Request 1: In the Ramirez case excerpt, shorten the paragraph beginning "Considering some of the details" and keep its main facts.
Request 2:
Using the Ramirez case excerpt, answer these questions:
(a) What was Piekarsky accused of doing?
(b) Which organization does Gladys Limon speak for?
(c) According to court documents, what question did the boys ask?
Request 3: Carry on the Ramirez case excerpt past its last sentence.

Extracted text:
Piekarsky was accused of delivering a fatal kick to Ramirez's head after he was knocked to the ground.

As they poured out of courthouse, the teens' supporters shouted "I was right from the start" and "I'm glad the jury listened" at cameras that caught the late-night verdict.

But Gladys Limon, a spokeswoman for the Mexican-American Legal Defense and Education Fund, said the jury had sent a troubling message.

"The jurors here [are] sending the message that you can brutally beat a person, without regard to their life, and get away with it, continue with your life uninterrupted," she said.

Considering some of the details of the killing, it's also inordinately clear this was a classic bias crime, with the incident instigated by racially charged taunts that made clear the victim was selected because of racial animus:

"Isn't it a little late for you guys to be out?" the boys said, according to court documents. "Get your Mexican boyfriend out of here."

Provided material:

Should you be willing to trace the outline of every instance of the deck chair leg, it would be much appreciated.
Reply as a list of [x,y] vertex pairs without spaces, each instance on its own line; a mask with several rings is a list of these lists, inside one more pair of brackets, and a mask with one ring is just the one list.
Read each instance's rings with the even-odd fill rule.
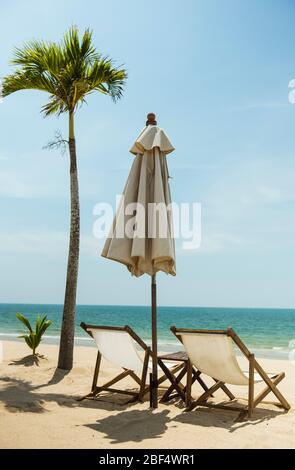
[[211,396],[212,393],[216,392],[221,386],[223,385],[224,382],[216,382],[212,387],[210,387],[206,392],[204,392],[197,400],[193,401],[188,408],[185,409],[185,411],[192,411],[194,408],[196,408],[199,405],[203,405],[208,398]]
[[140,389],[139,389],[139,394],[138,394],[139,401],[143,401],[143,397],[145,395],[146,376],[147,376],[147,371],[148,371],[148,366],[149,366],[149,358],[150,358],[150,350],[147,349],[145,352],[144,361],[143,361],[141,384],[140,384]]
[[101,363],[101,354],[98,351],[97,352],[97,357],[96,357],[95,368],[94,368],[93,379],[92,379],[91,392],[87,393],[87,395],[84,395],[83,397],[78,398],[78,401],[83,401],[86,398],[95,397],[95,395],[96,395],[95,392],[96,392],[96,389],[97,389],[98,374],[99,374],[99,369],[100,369],[100,363]]
[[[282,404],[282,407],[285,408],[285,410],[289,410],[291,408],[291,406],[289,405],[287,400],[283,397],[281,392],[277,389],[275,383],[268,377],[266,372],[264,372],[264,370],[258,364],[258,362],[254,361],[254,367],[257,370],[257,372],[259,373],[259,375],[263,378],[266,385],[268,385],[268,387],[270,388],[270,392],[272,392],[277,397],[279,402]],[[282,378],[280,379],[280,380],[282,380],[285,377],[285,374],[282,372],[282,374],[280,374],[280,376],[282,376]]]
[[170,372],[168,367],[165,366],[165,364],[163,363],[163,361],[161,361],[161,359],[159,359],[159,365],[161,369],[163,370],[164,374],[166,375],[166,377],[170,380],[171,384],[173,384],[173,387],[178,392],[179,396],[183,399],[183,401],[185,401],[185,393],[183,392],[183,387],[181,386],[181,384],[176,381],[173,374]]
[[249,386],[248,386],[248,417],[251,418],[254,409],[254,354],[249,355]]
[[[185,376],[186,374],[186,371],[187,371],[187,366],[186,364],[182,366],[182,370],[181,372],[178,374],[178,376],[176,377],[175,381],[177,383],[179,383],[181,381],[181,379],[183,379],[183,377]],[[164,393],[164,395],[162,396],[161,400],[160,400],[160,403],[165,403],[166,401],[169,400],[170,398],[170,395],[171,393],[173,392],[174,390],[174,385],[171,384],[170,387],[166,390],[166,392]],[[183,391],[185,391],[185,387],[183,389]],[[172,397],[171,397],[172,398]]]
[[192,377],[193,376],[193,366],[191,361],[187,361],[187,379],[186,379],[186,390],[185,390],[185,405],[189,407],[192,402]]
[[[278,385],[282,380],[283,378],[285,377],[285,374],[284,372],[282,372],[281,374],[278,374],[276,377],[274,377],[271,382],[272,384],[276,387],[276,385]],[[256,407],[269,393],[271,393],[272,390],[269,386],[265,387],[254,399],[254,407]],[[274,403],[275,405],[277,406],[281,406],[282,408],[284,408],[285,410],[289,410],[290,409],[290,405],[288,402],[286,402],[286,400],[284,399],[284,403],[281,402],[281,400],[279,400],[279,402],[277,403]],[[286,404],[288,406],[286,406]]]
[[100,352],[98,351],[98,352],[97,352],[96,363],[95,363],[94,374],[93,374],[93,381],[92,381],[91,392],[94,392],[94,390],[95,390],[96,387],[97,387],[97,380],[98,380],[98,374],[99,374],[100,364],[101,364],[101,354],[100,354]]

Task answer 1: The killing's details show a clear bias crime: racially charged taunts started the incident and showed that the victim was chosen out of racial animus.

Task answer 2:
(a) Delivering a fatal kick to Ramirez's head after he was knocked to the ground.
(b) The Mexican-American Legal Defense and Education Fund.
(c) "Isn't it a little late for you guys to be out?"

Task answer 3:
... Burke recalled hearing one final, ominous threat as the teens ran. "They yelled, 'You effin bitch, tell your effin Mexican friends get the eff out of Shenandoah or you're gonna be laying effin next to him,' " she said.

That is, of course, the entire purpose of bias crimes: To hold the victim up as an example: "You're next." The purpose is to terrorize the target community, to drive them out, eliminate them.

My second book, Death on the Fourth of July: The Story of a Killing, a Trial, and Hate Crime in America, was a study of hate crimes that focused on a single case that occurred in rural Washington state in the summer of 2000, but used it to springboard to an exploration of the rural dimensions of the problem in some depth.

Specifically, it examines why rural areas are more vulnerable to bias crimes than urban or suburban regions. And a lot of it has to do with entrenched attitudes about social roles in those areas, combined with a slowness to recognize the need to enforce bias-crimes laws that's acute in rural America.

An excerpt:

Towns like Ocean Shores, whose economic health is directly tied to the sense of welcome and well-being enjoyed by its visitors—including minorities from urban centers—can be badly harmed by a hate crime. Yet, perceptions notwithstanding, is Grays Harbor genuinely a racist place?